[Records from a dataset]
○ ○ ○ ○

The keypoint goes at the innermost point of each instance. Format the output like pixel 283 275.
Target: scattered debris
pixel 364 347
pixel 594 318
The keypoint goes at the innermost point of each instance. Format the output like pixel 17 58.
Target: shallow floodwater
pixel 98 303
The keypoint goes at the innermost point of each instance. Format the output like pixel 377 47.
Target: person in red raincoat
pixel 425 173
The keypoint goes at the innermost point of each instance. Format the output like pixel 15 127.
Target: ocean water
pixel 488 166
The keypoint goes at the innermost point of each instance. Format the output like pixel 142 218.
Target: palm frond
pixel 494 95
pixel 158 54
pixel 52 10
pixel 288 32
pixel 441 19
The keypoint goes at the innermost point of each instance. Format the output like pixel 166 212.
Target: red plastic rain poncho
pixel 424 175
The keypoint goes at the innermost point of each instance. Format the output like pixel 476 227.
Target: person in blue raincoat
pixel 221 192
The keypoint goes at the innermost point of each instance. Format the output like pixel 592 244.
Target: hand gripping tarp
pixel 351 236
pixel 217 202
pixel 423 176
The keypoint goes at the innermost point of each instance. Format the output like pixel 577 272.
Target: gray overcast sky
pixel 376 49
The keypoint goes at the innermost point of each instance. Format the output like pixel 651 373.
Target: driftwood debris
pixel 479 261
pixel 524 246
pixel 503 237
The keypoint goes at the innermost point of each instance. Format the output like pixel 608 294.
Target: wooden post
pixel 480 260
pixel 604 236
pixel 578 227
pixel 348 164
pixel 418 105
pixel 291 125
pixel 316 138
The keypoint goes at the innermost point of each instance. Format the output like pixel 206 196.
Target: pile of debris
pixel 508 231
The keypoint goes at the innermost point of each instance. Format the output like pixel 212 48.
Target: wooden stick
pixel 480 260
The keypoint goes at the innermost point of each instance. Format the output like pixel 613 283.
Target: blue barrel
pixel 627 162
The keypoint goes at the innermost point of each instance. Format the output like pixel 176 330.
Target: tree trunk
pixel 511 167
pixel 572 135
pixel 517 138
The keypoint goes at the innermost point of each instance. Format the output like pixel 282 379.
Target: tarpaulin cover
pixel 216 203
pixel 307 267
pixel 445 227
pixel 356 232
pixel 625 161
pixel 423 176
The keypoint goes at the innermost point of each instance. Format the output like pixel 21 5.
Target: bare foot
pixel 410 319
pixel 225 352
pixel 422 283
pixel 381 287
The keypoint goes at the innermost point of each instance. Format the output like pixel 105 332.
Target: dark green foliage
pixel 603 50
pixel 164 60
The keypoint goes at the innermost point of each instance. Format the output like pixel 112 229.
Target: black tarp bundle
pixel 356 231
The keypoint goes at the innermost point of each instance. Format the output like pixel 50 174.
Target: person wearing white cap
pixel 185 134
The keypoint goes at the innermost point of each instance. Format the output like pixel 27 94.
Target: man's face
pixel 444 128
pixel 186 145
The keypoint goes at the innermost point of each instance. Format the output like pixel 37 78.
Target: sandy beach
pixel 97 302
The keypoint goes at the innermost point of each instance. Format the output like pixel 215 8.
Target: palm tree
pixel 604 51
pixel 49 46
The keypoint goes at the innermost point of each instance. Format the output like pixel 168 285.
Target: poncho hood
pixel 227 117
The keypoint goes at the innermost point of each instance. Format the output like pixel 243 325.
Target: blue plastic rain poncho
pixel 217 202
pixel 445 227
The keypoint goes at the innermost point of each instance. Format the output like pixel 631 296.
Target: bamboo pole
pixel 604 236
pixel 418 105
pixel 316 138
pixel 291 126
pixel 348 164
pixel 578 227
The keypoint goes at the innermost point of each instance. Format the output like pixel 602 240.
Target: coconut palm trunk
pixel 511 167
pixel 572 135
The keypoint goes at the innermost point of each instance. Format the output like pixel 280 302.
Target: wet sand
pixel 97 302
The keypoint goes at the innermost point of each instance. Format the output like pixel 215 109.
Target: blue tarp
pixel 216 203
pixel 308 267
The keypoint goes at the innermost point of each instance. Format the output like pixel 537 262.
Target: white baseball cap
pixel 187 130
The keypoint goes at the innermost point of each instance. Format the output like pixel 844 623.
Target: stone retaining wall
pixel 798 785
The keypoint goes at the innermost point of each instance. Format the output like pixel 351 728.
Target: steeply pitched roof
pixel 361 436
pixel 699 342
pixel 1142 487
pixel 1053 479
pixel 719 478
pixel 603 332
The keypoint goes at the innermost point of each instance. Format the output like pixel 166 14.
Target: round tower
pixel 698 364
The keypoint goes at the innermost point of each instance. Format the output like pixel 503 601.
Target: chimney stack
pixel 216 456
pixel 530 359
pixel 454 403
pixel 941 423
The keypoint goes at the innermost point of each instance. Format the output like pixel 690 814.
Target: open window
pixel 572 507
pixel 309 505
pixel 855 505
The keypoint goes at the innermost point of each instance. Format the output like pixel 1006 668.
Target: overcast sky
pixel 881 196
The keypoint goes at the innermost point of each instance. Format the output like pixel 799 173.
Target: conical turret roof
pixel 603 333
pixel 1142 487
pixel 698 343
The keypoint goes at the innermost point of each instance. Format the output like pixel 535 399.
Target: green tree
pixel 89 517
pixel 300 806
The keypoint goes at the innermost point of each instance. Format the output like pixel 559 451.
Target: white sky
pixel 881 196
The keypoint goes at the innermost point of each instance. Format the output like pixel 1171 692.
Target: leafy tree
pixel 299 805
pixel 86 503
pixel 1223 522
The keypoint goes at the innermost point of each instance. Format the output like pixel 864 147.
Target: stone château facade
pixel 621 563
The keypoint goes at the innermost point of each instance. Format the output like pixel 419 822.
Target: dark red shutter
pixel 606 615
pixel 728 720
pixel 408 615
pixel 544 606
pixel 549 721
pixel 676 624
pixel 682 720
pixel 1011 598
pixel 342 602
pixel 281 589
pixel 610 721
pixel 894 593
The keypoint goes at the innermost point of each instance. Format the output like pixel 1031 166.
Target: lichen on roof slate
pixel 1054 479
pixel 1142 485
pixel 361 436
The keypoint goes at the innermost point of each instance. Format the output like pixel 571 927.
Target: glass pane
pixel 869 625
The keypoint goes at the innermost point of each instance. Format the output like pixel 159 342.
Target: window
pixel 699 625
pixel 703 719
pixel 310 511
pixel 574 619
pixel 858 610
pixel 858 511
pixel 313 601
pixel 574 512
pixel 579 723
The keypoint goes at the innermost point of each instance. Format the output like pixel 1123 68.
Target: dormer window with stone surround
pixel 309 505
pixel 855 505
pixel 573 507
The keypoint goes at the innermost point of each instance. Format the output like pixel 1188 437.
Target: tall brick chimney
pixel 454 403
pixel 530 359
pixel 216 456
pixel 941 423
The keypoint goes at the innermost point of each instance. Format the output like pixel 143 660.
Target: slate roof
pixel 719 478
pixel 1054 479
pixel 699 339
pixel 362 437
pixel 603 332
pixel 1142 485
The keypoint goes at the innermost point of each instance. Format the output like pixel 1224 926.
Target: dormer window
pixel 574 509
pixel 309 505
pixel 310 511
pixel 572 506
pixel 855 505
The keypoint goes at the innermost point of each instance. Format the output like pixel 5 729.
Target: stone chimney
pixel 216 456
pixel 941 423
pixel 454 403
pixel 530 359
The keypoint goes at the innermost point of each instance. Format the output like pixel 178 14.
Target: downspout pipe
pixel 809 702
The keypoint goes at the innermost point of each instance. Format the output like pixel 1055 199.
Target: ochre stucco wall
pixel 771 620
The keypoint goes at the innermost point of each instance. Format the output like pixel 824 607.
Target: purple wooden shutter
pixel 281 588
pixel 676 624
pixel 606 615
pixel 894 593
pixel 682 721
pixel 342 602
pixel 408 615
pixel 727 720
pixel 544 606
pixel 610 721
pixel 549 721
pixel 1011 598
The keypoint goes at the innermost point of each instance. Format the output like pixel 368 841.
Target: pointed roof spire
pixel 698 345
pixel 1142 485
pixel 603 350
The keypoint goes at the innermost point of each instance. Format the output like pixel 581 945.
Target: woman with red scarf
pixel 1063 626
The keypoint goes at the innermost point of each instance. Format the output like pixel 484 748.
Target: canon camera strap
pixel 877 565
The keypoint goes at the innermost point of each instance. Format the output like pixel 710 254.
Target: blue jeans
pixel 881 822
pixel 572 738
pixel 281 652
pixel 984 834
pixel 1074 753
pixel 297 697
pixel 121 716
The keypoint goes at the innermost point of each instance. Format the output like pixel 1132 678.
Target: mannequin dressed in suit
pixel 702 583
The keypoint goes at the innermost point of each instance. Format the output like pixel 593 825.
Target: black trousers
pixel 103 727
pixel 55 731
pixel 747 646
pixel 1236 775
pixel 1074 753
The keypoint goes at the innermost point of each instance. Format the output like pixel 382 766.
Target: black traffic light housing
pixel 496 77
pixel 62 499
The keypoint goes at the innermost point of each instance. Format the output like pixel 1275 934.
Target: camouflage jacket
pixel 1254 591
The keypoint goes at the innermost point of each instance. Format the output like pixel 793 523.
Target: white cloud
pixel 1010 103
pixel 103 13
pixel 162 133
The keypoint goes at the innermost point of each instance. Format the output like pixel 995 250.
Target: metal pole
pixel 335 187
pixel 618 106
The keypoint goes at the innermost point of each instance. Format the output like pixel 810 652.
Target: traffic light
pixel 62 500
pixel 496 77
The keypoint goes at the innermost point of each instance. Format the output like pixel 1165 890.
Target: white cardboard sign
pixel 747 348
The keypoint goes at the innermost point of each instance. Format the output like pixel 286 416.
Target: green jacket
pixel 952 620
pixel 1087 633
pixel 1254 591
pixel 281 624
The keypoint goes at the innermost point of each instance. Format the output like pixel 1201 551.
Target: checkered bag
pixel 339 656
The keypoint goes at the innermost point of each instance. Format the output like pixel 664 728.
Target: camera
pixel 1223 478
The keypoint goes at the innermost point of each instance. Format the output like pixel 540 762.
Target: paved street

○ ○ ○ ○

• _TO DO_
Only one span of lines is wanted: the line with "pixel 286 416." and every line after it to the end of the entries, output exactly.

• _RESULT OF THIS EXERCISE_
The keypoint goes at the innermost point of each instance. Format the output like pixel 286 416.
Target: green jacket
pixel 952 620
pixel 1087 633
pixel 1254 591
pixel 281 624
The keypoint goes at the innermost point of each instance. Format the output like pixel 1201 551.
Target: checkered bag
pixel 339 656
The keypoint goes at the innermost point of each instance. Format the output like pixel 664 728.
Target: camera
pixel 1223 478
The keypoint goes at the innermost point of each instance. Format the output like pixel 540 762.
Target: paved street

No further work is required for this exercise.